§ Instructions for the task: From the entries below, copy every line where the string "horse" appears.

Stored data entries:
----------------------------------------

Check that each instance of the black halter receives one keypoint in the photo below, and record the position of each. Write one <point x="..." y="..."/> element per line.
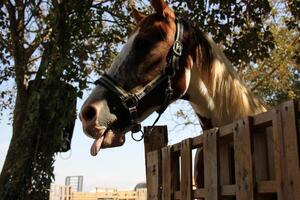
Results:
<point x="129" y="101"/>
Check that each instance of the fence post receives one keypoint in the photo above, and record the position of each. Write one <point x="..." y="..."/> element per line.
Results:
<point x="244" y="167"/>
<point x="286" y="152"/>
<point x="211" y="164"/>
<point x="155" y="139"/>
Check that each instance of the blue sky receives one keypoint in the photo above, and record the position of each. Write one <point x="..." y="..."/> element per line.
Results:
<point x="121" y="167"/>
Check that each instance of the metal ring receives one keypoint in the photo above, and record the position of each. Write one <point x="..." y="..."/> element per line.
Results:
<point x="137" y="140"/>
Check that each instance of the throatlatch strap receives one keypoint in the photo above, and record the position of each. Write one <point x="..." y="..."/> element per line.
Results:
<point x="130" y="100"/>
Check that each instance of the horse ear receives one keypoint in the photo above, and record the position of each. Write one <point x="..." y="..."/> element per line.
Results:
<point x="159" y="6"/>
<point x="137" y="15"/>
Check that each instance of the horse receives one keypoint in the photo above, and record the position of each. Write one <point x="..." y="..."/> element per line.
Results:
<point x="164" y="59"/>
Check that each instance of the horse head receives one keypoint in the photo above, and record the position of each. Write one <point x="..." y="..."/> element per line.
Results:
<point x="151" y="71"/>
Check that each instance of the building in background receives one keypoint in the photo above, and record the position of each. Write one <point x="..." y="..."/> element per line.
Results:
<point x="75" y="181"/>
<point x="67" y="193"/>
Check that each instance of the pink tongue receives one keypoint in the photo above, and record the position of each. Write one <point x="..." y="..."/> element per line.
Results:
<point x="95" y="148"/>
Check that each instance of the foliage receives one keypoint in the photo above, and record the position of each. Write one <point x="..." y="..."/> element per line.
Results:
<point x="50" y="44"/>
<point x="45" y="48"/>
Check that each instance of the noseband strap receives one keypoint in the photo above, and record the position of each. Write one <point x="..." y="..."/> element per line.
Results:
<point x="130" y="101"/>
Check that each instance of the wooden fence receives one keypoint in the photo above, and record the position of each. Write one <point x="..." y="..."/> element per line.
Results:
<point x="254" y="158"/>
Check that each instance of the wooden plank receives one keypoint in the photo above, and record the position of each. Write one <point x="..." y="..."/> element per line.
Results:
<point x="153" y="174"/>
<point x="199" y="193"/>
<point x="211" y="164"/>
<point x="243" y="160"/>
<point x="263" y="119"/>
<point x="265" y="187"/>
<point x="197" y="141"/>
<point x="226" y="130"/>
<point x="260" y="155"/>
<point x="186" y="183"/>
<point x="177" y="195"/>
<point x="224" y="155"/>
<point x="167" y="173"/>
<point x="286" y="154"/>
<point x="155" y="138"/>
<point x="228" y="190"/>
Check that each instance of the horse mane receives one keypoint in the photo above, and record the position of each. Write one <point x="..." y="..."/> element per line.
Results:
<point x="231" y="98"/>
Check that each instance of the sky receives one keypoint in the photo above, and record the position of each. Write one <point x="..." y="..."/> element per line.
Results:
<point x="122" y="167"/>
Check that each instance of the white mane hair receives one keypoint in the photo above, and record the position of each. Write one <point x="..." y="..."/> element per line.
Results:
<point x="218" y="93"/>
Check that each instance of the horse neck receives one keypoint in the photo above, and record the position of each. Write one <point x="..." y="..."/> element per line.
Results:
<point x="215" y="90"/>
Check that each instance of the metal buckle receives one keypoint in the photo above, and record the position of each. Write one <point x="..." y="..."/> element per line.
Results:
<point x="177" y="48"/>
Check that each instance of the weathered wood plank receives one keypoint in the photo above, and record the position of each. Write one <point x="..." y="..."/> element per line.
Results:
<point x="228" y="190"/>
<point x="286" y="154"/>
<point x="155" y="138"/>
<point x="265" y="187"/>
<point x="211" y="164"/>
<point x="153" y="175"/>
<point x="167" y="173"/>
<point x="186" y="170"/>
<point x="199" y="193"/>
<point x="243" y="160"/>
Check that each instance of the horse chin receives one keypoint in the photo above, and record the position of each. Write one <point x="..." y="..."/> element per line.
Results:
<point x="113" y="138"/>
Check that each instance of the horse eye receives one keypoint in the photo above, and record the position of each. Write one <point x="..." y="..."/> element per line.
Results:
<point x="142" y="44"/>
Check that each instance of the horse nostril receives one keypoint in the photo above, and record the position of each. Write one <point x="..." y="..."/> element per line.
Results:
<point x="89" y="113"/>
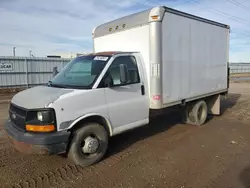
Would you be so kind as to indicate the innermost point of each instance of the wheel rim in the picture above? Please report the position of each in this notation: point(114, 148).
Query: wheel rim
point(90, 145)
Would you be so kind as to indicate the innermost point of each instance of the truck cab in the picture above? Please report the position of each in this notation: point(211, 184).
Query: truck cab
point(92, 98)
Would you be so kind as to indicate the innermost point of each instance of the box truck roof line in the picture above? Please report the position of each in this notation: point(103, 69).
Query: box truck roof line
point(143, 18)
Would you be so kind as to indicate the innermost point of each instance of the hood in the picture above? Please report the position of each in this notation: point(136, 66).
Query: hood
point(38, 97)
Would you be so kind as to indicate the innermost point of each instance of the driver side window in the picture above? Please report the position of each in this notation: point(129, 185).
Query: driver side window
point(113, 74)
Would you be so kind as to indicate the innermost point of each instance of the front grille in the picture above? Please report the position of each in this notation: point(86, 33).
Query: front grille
point(17, 116)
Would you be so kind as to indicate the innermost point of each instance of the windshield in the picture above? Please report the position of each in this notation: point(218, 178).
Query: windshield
point(81, 72)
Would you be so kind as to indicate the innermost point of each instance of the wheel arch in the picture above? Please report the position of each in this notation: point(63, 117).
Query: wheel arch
point(94, 118)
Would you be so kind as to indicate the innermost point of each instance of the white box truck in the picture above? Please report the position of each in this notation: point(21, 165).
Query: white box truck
point(142, 64)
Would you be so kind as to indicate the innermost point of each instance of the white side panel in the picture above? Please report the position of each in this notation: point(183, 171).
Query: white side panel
point(132, 40)
point(194, 58)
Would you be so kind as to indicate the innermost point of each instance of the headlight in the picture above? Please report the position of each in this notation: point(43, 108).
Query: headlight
point(45, 116)
point(41, 120)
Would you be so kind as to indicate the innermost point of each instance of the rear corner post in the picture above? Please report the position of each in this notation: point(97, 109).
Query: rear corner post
point(155, 24)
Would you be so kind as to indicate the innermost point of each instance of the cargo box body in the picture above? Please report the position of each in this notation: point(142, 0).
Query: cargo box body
point(186, 57)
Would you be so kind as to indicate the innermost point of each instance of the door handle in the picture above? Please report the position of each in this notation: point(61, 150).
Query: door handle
point(142, 89)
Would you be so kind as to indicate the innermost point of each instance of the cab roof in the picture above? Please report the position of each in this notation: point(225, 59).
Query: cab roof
point(108, 53)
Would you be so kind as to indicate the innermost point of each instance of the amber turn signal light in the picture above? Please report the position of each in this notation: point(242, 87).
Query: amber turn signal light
point(39, 128)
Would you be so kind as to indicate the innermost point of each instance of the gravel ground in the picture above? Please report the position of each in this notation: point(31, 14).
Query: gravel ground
point(164, 153)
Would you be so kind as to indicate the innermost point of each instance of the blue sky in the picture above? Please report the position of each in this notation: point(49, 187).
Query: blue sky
point(64, 26)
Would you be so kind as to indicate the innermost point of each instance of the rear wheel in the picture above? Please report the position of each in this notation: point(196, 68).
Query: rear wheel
point(196, 113)
point(89, 145)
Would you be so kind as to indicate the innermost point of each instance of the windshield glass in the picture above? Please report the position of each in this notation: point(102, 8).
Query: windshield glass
point(81, 72)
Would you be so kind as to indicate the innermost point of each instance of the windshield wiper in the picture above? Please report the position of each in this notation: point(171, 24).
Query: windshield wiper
point(51, 84)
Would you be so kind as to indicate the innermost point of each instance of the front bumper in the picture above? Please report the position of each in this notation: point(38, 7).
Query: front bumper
point(37, 143)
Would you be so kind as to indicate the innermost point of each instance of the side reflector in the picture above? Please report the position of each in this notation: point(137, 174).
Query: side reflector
point(38, 128)
point(155, 17)
point(157, 97)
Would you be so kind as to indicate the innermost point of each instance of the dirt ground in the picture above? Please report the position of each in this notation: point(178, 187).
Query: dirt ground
point(164, 153)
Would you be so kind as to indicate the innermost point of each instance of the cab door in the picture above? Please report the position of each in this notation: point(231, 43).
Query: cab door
point(127, 103)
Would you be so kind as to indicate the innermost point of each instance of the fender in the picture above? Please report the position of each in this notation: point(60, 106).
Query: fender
point(109, 126)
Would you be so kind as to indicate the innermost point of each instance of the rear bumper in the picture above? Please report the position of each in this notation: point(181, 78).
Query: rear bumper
point(37, 143)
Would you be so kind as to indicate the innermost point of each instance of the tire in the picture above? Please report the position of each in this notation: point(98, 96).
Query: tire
point(196, 114)
point(76, 153)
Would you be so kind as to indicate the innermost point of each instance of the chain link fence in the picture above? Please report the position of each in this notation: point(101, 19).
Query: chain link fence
point(24, 72)
point(238, 68)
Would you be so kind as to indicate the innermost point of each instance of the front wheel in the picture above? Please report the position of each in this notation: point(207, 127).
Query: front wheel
point(196, 113)
point(89, 144)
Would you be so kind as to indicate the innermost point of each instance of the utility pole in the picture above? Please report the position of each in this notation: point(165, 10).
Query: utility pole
point(14, 51)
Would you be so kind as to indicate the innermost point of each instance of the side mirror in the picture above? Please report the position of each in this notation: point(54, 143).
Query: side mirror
point(55, 71)
point(123, 73)
point(108, 82)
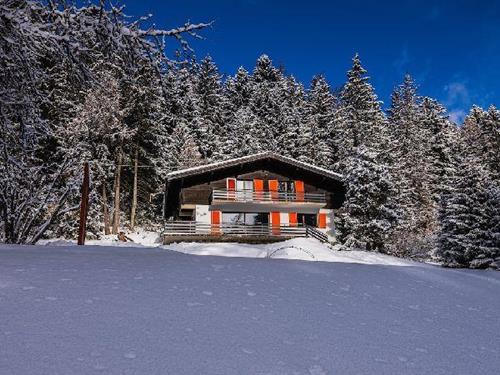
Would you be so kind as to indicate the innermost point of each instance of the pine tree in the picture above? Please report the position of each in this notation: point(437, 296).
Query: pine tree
point(207, 124)
point(367, 217)
point(184, 149)
point(468, 218)
point(318, 132)
point(292, 112)
point(364, 119)
point(407, 153)
point(265, 102)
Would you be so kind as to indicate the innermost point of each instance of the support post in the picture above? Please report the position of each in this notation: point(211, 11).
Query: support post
point(84, 205)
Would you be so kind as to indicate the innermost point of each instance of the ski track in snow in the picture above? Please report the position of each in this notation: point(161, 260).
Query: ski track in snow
point(124, 310)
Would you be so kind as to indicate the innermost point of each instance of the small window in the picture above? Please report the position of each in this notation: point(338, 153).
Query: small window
point(306, 219)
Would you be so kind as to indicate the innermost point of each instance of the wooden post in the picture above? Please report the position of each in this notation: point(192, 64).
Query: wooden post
point(84, 205)
point(116, 212)
point(105, 208)
point(134, 191)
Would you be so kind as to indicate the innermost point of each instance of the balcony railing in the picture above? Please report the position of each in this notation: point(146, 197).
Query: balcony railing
point(186, 228)
point(266, 196)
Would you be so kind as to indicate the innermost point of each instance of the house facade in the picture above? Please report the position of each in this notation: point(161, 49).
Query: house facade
point(261, 195)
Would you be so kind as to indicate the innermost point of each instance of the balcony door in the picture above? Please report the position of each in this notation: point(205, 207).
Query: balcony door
point(244, 189)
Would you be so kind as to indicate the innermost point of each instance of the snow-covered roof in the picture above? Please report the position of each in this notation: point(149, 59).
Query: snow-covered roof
point(244, 159)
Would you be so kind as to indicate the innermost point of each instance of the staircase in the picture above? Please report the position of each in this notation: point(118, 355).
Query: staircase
point(315, 233)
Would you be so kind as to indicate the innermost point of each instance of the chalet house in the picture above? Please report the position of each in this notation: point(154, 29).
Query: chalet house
point(262, 196)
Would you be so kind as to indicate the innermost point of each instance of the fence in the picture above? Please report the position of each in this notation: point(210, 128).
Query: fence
point(181, 228)
point(266, 196)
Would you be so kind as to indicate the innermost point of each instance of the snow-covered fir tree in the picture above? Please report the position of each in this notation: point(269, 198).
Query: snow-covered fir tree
point(363, 117)
point(367, 218)
point(469, 217)
point(207, 123)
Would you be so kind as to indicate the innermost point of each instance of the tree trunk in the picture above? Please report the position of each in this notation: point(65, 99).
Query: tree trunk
point(105, 208)
point(116, 212)
point(134, 193)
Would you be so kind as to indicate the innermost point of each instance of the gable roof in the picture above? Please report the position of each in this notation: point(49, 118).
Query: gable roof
point(252, 158)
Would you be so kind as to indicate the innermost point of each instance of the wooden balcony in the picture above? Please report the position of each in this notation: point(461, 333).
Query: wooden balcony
point(192, 230)
point(219, 195)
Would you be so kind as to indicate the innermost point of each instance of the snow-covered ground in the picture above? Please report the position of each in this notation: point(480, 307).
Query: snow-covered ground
point(123, 310)
point(297, 248)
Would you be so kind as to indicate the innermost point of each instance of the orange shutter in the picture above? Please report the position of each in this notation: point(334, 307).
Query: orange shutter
point(215, 220)
point(322, 220)
point(273, 188)
point(258, 188)
point(231, 188)
point(231, 184)
point(258, 185)
point(275, 223)
point(299, 190)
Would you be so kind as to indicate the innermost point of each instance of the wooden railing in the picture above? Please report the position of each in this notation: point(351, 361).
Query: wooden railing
point(266, 196)
point(315, 233)
point(186, 228)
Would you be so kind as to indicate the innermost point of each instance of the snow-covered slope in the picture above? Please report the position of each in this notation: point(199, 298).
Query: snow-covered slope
point(114, 310)
point(298, 248)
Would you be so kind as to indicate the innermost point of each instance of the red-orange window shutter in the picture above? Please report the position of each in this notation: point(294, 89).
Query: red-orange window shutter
point(322, 220)
point(275, 223)
point(231, 184)
point(273, 188)
point(215, 217)
point(258, 185)
point(299, 190)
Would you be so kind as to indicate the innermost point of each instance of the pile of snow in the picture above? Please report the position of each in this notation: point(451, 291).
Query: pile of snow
point(296, 248)
point(308, 249)
point(139, 238)
point(124, 310)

----------------------------------------

§ Task result:
Check that each instance of the horse ear receives one keypoint in the photo above, and record the position of each. Write one <point x="..." y="..."/> element per line.
Check that each instance of the horse receives one keypoint in the photo above, and record the position of each. Write one <point x="..." y="..."/> element per line.
Check that each instance of the horse head receives one keypoint in the photo above, and record the position of each. Write one <point x="..." y="..."/> element per line.
Check that each instance of the horse mane receives one keypoint in the photo above, and record the position of each. Write one <point x="..." y="..."/> element per line.
Check that each instance of the horse neck receives one keypoint in the photo above, and record the position of each. Write one <point x="..." y="..."/> element per line.
Check that each instance of the horse chin receives one keypoint in the photo above, and record the position of each. Write one <point x="..." y="..."/> element per line.
Check that each instance of the horse eye receives one keypoint in the photo above, and record the position of each. Write one <point x="..." y="..."/> element per line.
Check that each instance of the horse nostril receives one keypoint in the photo above, and record the position of each. Write one <point x="..." y="..."/> element per line.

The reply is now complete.